### GIVEN INSTRUCTION
Reproduce every line of the records below, requests included, from the start through the line containing "(1283, 170)", both ends included. Shift each pixel coordinate in the answers by adding 77 to every number.

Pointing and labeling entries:
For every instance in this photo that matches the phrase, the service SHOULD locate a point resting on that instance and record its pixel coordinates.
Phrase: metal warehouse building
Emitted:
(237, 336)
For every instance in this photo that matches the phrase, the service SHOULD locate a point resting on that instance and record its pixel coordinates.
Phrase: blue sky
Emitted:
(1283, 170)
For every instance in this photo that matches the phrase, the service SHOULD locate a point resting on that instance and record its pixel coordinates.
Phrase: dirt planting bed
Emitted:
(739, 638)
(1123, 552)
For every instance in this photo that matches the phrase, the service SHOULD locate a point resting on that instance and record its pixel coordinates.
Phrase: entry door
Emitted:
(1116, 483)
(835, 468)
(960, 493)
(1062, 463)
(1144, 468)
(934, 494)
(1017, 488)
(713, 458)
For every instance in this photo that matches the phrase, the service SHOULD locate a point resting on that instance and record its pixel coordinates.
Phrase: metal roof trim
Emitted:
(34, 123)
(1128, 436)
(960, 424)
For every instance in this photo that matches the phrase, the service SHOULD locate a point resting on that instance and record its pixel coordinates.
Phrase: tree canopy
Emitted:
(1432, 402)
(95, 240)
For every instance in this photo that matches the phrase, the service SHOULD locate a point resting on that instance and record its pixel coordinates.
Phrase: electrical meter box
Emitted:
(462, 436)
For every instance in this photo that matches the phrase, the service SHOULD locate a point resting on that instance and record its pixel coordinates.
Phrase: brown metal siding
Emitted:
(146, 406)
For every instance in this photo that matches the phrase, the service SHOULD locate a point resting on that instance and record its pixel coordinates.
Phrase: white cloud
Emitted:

### RESPONSE FOR THIS EXERCISE
For every instance in this photo that matches the phrase, the service SHOULD locate a point resting on that instance and record its pixel coordinates.
Phrase: metal warehouse building
Emitted:
(314, 413)
For every instance in this photo that matches the phrase, the service SHOULD locate a point resting on that instance and record its pixel coordinates.
Phrase: blue sky
Emitted:
(1360, 247)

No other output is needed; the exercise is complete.